■ REQUIRED ACTION
Each line of the material beneath should be duplicated exactly.

■ RECORDS
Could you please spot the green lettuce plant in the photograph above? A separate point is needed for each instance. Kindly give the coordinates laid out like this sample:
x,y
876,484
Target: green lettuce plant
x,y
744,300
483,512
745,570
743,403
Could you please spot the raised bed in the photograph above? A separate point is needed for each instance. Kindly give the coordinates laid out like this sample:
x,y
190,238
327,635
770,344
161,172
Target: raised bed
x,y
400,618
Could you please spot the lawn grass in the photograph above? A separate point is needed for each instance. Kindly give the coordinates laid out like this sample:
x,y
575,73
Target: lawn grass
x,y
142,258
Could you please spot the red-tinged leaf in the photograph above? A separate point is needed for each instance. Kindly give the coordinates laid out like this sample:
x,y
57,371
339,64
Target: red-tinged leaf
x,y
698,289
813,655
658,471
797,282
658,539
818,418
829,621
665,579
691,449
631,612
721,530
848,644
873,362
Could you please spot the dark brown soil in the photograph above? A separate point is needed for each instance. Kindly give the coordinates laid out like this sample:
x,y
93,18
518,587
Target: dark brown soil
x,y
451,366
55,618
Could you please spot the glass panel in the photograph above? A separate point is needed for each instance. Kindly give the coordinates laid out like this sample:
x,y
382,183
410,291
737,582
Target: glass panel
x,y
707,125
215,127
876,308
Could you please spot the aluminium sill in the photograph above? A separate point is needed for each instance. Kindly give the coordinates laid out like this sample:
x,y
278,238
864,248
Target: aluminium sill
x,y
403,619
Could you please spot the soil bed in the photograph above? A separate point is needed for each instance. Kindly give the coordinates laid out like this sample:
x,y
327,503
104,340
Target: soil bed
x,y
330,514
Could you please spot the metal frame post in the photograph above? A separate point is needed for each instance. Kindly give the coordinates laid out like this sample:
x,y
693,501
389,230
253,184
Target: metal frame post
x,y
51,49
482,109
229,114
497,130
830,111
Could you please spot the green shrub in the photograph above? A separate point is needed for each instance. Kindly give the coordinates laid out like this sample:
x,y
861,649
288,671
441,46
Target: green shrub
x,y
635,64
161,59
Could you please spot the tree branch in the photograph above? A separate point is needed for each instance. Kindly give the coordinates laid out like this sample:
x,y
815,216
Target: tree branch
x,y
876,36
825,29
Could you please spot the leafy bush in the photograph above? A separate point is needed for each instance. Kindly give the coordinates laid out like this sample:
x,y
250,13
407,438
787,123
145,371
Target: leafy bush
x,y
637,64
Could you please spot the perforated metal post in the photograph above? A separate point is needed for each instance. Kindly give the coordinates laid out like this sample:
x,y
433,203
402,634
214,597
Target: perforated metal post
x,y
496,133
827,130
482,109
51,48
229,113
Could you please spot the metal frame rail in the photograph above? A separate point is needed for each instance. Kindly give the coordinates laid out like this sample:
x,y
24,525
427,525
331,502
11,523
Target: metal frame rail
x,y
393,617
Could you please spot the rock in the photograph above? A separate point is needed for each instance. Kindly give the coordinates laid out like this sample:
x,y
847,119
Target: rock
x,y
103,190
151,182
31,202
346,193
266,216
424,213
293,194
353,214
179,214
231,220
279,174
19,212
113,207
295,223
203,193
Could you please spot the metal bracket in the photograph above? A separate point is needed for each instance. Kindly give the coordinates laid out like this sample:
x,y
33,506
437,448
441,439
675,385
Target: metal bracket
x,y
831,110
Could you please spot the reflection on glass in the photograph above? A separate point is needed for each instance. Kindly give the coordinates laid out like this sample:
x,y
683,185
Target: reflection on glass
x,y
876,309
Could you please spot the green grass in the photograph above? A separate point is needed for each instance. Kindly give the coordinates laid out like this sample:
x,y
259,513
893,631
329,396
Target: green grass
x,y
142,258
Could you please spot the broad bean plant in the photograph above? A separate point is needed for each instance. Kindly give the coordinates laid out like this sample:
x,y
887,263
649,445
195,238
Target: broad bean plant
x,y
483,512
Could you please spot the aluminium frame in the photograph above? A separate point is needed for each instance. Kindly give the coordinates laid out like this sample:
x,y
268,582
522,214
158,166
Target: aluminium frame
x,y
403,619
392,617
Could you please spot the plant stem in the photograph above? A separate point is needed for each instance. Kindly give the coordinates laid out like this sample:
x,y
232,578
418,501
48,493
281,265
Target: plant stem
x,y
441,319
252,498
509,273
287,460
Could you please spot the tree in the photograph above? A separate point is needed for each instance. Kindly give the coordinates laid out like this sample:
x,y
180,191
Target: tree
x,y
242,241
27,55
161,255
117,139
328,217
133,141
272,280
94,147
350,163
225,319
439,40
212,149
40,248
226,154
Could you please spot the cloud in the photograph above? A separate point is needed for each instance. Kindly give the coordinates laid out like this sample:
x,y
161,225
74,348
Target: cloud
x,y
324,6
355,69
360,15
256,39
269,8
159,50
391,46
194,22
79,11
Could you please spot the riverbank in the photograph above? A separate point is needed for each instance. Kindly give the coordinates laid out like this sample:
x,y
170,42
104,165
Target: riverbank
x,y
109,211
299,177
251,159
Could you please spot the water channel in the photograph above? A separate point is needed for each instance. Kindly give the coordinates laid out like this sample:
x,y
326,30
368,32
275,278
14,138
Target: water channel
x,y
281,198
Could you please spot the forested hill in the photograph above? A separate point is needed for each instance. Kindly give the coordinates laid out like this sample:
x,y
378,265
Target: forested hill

■ SOLUTION TO THE EXERCISE
Could you please spot the green lettuce plant in the photograph above? A separate point is needed for each instance. Kindly give the coordinates laid out like this sample:
x,y
876,484
Target: green lettuce plant
x,y
744,300
483,512
745,570
743,403
Could you please spot the raised bed in the photograph above? A separate point is needed for each instance. Kindly give the coordinates laid out like this sample:
x,y
190,238
327,635
770,344
161,172
Target: raised bed
x,y
400,618
Could you please spot the lawn grass in the photograph above? A separate point is needed for each instance. Kindly give the coordinates laid out like this sample:
x,y
575,73
Target: lawn grass
x,y
142,258
Could you please spot the red-tinged leaf in the photograph above? A separate point is needed for each instance. Kindly give the coordinates laid out like this sample:
x,y
57,371
339,64
Target: red-tinged leaf
x,y
698,289
813,655
658,471
797,282
658,539
818,418
829,621
665,579
691,449
631,612
721,530
848,644
873,362
Could you please spot the dark brown soil in the photograph above? A separate point is needed for each instance. Kindly give the coordinates laid out like this sample:
x,y
93,18
518,587
Target: dark brown soil
x,y
451,366
55,618
Could you please spot the glass panel in the photograph above? A separate point is needed for each instance. Kindly give the coordinates laid out like this sample:
x,y
382,183
410,291
737,582
Target: glass panel
x,y
707,125
215,127
876,308
Could you please spot the aluminium sill in the photograph above? A separate point is needed for each instance. Kindly give the coordinates laid out like this sample:
x,y
278,238
864,248
Target: aluminium sill
x,y
403,619
Could you please spot the soil bed in the photograph above? A separate point is needed for each instance. Kindly give the coordinates laid out like this sample:
x,y
327,503
104,340
Target: soil bed
x,y
330,514
Could you please spot the metal frame post in the photograph above? A separate point is needed for each instance. Kindly give the coordinates laid out like this sample:
x,y
693,501
389,230
253,184
Target: metal frame post
x,y
51,49
482,109
229,114
497,130
830,111
Could you please spot the green shrub in the photograph above? A separate point is needed for each instance. Kindly give the coordinates laid out like this sample:
x,y
861,649
288,671
441,46
Target: green shrub
x,y
635,64
161,59
Could you please spot the tree branch in the photograph above? A separate point is needed for each instance. Kindly give the coordinates laid out like this sample:
x,y
815,216
Target: tree branch
x,y
876,36
825,29
Could you please spot the leafy bush in the photograph above? A separate point is needed for each instance. Kindly give the coordinates laid out like this sample:
x,y
250,13
407,438
787,123
145,371
Target: leafy bush
x,y
637,64
Could you please spot the perforated metal post in the photograph above? A separate point is needed for each instance. Kindly give the coordinates laid out like this sample:
x,y
433,203
402,634
214,597
Target: perforated metal post
x,y
496,133
827,130
482,109
51,48
229,113
Could you please spot the metal frame rail in the photograph above? A separate point is needed for each instance. Kindly give the coordinates laid out like this sample:
x,y
24,525
427,525
331,502
11,523
Target: metal frame rail
x,y
393,617
Could you please spot the rock in the photograph above? A separate point is needed for each instance. Kindly give the coordinates laid out like this sample:
x,y
847,119
Target: rock
x,y
103,190
151,182
31,202
346,193
266,216
424,213
293,194
353,214
179,214
231,220
279,174
19,212
113,207
295,223
203,193
Could you please spot the metal bracket in the photograph above? A separate point is needed for each instance. Kindly give the coordinates laid out like this sample:
x,y
33,506
437,448
441,439
675,385
Target: metal bracket
x,y
831,110
Could you please spot the reflection on glass in the photograph above? A separate point is needed for each instance. Kindly give the coordinates laid out like this sample:
x,y
683,185
Target: reflection on glass
x,y
876,309
Could you please spot the green grass in the photograph above? A separate point is needed for each instance. Kindly give the coordinates laid out like this sample:
x,y
259,513
893,631
329,396
Target: green grass
x,y
142,258
Could you please spot the broad bean plant in the photograph above? A separate point is needed for each instance. Kindly give the coordinates laid out like this sample:
x,y
887,263
649,445
195,238
Target: broad bean plant
x,y
483,512
Could you please spot the aluminium frame in the photograph above? A separate point is needed for each instance. Kindly give the coordinates laid out like this sample:
x,y
268,582
522,214
158,166
Target: aluminium frame
x,y
403,619
392,617
Could you please spot the plant stem in the photograph above? A separate point is needed for each instance. Kindly give the coordinates laid out like this sample:
x,y
232,578
418,501
48,493
281,265
Target: plant stem
x,y
441,319
252,498
509,273
287,460
Could you please spot the tree in the photograph above? A separate point is needed for each instance. Kindly give the coordinates laid out like this sample:
x,y
180,191
Target: tree
x,y
242,241
27,55
161,255
117,139
328,217
133,141
272,280
94,147
350,163
225,319
439,40
212,149
40,248
226,154
Could you please spot the cloud in the photograph above? A separate point is needed for each instance. Kindly give the coordinates laid out like this sample:
x,y
161,225
74,348
Target: cloud
x,y
324,6
355,69
360,15
256,39
269,8
159,50
391,46
194,22
79,11
Could you please spot the riverbank in the photograph above? A separate point is needed for each instance. Kindly give the coordinates laid out like this sample:
x,y
170,42
104,165
Target: riverbank
x,y
109,211
299,177
251,159
Could you please spot the water channel in the photograph above? A separate point is needed for each instance. Kindly give the coordinates laid out like this sample:
x,y
326,30
368,32
275,278
14,138
Target: water channel
x,y
281,198
Could you please spot the forested hill in the photograph above? A separate point is needed for each instance. Kindly give the coordinates laid out like this sample:
x,y
378,265
Target: forested hill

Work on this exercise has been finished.